**PASSAGE PROVIDED**
Content starts

I can’t quite say I believe in ghosts, and I can’t quite say that I don’t. I find myself talking to them all the time – not a visible phantom before my eyes, but a mental thing, a conversation, a memory of presence. There are more of those as each year passes like my mom and dad, friends and associates. I will say that I’ve heard things, maybe seen things that freaked me straight the hell out: footsteps on the floor above when no one else was in the house, the old man sitting in the car he used to own when he was living, running into an old dude out walking his little white dog and then remembering he shot his wife and himself last year and the house just sold.
My father’s ghost is very strong. I find myself talking with him frequently. He was my best friend. I miss his love and wisdom. He was one of the rare people with whom I could really talk things out. He loved nice clothes and now when I see him, he’s always “dressed to the nines” and looking great. Sometimes I channel him. I’ll be talking to one of my own sons and I’ll hear my father’s voice coming out of mouth. It’s a weird feeling and more than a memory of presence.
Mother’s ghost visits me mostly in dreams. We’ll suddenly be somewhere doing something mundane. We may speak and we may not.
There’s the ghost of me at 7 in Texas in 1959. Texas was a great place to be a kid if you were a cute little white boy whose daddy had some money. I will find myself on the banks of the Navasota River fishing for catfish and watching carefully for snakes.
There’s the ghost of Texas itself. There was a Texas I knew that was good and true and American. People were polite to each other. The streets were safe unless Bonny and Clyde were in town. My memories are so bright of that time and place, and I tell stories out of that sacred space, knowing that it has utterly vanished. My grandparents lived there too; normal people, a mix of good and not-so-good, but they made my childhood fun.
There’s a ghost of me at 18 in Kentucky with a motorcycle, strong, foolish, immortal. That ghost is particularly troublesome and causes me to avoid mirrors for a week. I was beautiful then – trim, thick blonde hair and bedroom eyes. The girls noticed me then and seldom turned down an invitation for a date.
There are a couple of great loves. I won’t name names, but at times I miss them terribly. When they are present with me I savor them for as long as my mind permits. The women are still living and doing fine, but the relationships are dead. Those relationship ghosts, you don’t shake them. They come back, whether you want them or not.
But what about the other kind? The footsteps on the stairs, the old man on the sidewalk, the shades you see at the corner of your vision? The boundary between imagination and reality is not so clearly defined, in fact, it’s vague. And then there’s the alchemy between my internal reality and external, commonly experienced reality. For me, the final measure of reality is what I experience, so if I experience a ghost, it’s real.

Content ends

**ASSIGNED TASK A**
From the essay on ghosts, write out the passage starting at "My father’s ghost" and ending at "we may not.".
**ASSIGNED TASK B**
List every place the essay on ghosts names.
The lines that come next are separate material and not part of the essay on ghosts.

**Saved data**
Content starts

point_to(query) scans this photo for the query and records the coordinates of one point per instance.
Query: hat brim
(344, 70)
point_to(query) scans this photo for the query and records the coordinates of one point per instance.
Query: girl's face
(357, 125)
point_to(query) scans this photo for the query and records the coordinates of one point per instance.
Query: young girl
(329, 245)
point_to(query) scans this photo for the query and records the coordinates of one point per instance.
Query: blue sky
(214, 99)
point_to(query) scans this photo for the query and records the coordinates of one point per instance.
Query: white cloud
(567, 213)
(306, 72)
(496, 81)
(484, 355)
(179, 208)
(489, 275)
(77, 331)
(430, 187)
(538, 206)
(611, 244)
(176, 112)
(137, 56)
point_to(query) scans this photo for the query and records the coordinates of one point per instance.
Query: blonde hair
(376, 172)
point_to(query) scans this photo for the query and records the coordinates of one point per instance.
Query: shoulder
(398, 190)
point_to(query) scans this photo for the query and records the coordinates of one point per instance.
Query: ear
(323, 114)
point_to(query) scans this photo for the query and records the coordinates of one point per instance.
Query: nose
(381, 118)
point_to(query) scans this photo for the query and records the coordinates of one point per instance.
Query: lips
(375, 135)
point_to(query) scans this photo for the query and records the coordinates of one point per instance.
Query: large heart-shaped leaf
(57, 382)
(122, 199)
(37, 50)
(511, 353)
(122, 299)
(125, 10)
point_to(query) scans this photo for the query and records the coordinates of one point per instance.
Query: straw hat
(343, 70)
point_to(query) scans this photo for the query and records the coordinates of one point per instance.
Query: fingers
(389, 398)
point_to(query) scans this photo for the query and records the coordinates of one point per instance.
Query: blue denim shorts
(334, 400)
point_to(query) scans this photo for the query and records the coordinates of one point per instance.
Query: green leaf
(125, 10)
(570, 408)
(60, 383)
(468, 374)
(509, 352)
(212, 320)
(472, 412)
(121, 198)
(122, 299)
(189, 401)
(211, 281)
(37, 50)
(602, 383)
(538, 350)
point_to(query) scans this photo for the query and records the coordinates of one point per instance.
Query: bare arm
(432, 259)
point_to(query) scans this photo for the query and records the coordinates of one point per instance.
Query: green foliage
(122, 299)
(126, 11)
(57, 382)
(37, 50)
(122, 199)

Content ends

**ANSWER SECTION A**
My father’s ghost is very strong. I find myself talking with him frequently. He was my best friend. I miss his love and wisdom. He was one of the rare people with whom I could really talk things out. He loved nice clothes and now when I see him, he’s always “dressed to the nines” and looking great. Sometimes I channel him. I’ll be talking to one of my own sons and I’ll hear my father’s voice coming out of mouth. It’s a weird feeling and more than a memory of presence.
Mother’s ghost visits me mostly in dreams. We’ll suddenly be somewhere doing something mundane. We may speak and we may not.

**ANSWER SECTION B**
Texas
the Navasota River
Kentucky